» Task goal
Lines holding the word "lake" are the ones to copy from the data below.

○ ○ ○

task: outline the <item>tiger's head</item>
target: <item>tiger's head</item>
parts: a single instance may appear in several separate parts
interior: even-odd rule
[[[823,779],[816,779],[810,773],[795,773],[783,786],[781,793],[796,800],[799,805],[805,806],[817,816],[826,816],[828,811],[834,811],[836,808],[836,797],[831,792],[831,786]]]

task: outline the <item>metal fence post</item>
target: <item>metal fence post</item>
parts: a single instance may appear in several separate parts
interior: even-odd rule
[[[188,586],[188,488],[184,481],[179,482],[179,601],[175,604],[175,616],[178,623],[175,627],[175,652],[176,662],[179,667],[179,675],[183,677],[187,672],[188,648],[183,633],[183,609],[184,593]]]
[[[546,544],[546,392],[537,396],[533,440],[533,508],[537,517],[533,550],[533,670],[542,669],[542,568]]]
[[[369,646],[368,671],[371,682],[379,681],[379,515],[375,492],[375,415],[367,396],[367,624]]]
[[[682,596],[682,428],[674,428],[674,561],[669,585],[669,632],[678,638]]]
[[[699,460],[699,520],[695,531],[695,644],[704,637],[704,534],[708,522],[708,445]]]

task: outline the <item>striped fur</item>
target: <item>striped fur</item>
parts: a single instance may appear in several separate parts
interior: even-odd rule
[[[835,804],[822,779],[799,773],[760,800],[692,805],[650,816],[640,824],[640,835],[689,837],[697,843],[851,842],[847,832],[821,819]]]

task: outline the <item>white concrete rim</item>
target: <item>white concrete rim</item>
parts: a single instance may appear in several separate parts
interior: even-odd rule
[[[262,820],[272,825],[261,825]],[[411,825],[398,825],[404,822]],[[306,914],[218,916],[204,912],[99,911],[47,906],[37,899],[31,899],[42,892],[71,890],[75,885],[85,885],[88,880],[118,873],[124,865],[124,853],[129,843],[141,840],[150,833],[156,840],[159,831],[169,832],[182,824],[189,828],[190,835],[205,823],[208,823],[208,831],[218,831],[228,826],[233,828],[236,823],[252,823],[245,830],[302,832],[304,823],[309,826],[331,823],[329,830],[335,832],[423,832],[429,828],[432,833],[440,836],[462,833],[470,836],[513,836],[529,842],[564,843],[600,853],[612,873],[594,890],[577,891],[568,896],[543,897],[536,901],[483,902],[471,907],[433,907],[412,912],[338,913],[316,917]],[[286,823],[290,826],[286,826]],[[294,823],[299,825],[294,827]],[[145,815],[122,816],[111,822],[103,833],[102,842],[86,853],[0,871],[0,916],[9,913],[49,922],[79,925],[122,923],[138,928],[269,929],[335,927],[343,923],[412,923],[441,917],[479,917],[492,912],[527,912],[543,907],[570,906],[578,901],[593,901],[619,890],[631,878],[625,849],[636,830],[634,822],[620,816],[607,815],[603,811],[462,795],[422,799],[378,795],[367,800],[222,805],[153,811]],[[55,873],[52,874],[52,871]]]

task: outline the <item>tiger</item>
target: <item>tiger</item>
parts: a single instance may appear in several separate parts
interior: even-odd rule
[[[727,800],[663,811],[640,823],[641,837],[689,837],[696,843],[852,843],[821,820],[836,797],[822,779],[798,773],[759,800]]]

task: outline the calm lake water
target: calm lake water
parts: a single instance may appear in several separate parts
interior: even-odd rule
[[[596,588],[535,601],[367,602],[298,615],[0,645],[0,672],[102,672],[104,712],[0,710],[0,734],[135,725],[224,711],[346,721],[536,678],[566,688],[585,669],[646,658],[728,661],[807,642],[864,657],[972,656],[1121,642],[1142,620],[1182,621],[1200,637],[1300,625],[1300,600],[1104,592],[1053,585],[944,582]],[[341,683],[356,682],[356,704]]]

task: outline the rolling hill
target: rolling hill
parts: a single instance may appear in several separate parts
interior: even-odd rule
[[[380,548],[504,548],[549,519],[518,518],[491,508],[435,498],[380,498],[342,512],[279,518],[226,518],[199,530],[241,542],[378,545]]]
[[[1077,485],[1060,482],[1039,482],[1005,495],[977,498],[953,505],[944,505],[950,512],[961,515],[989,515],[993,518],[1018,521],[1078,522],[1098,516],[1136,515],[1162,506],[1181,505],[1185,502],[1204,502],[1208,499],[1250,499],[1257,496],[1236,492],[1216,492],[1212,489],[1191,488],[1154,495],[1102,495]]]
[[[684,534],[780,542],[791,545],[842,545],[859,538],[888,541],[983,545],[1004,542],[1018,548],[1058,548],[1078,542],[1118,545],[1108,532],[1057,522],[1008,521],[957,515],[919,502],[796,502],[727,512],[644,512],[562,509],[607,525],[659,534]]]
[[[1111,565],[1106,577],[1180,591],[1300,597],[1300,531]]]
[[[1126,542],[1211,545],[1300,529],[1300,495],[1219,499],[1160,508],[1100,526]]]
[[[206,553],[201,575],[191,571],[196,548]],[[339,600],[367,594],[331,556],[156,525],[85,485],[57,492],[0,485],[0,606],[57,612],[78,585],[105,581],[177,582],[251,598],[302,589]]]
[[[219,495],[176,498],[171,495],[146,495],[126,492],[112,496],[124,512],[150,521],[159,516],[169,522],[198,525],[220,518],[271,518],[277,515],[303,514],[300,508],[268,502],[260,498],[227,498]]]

○ ○ ○

» Response below
task: outline the calm lake water
target: calm lake water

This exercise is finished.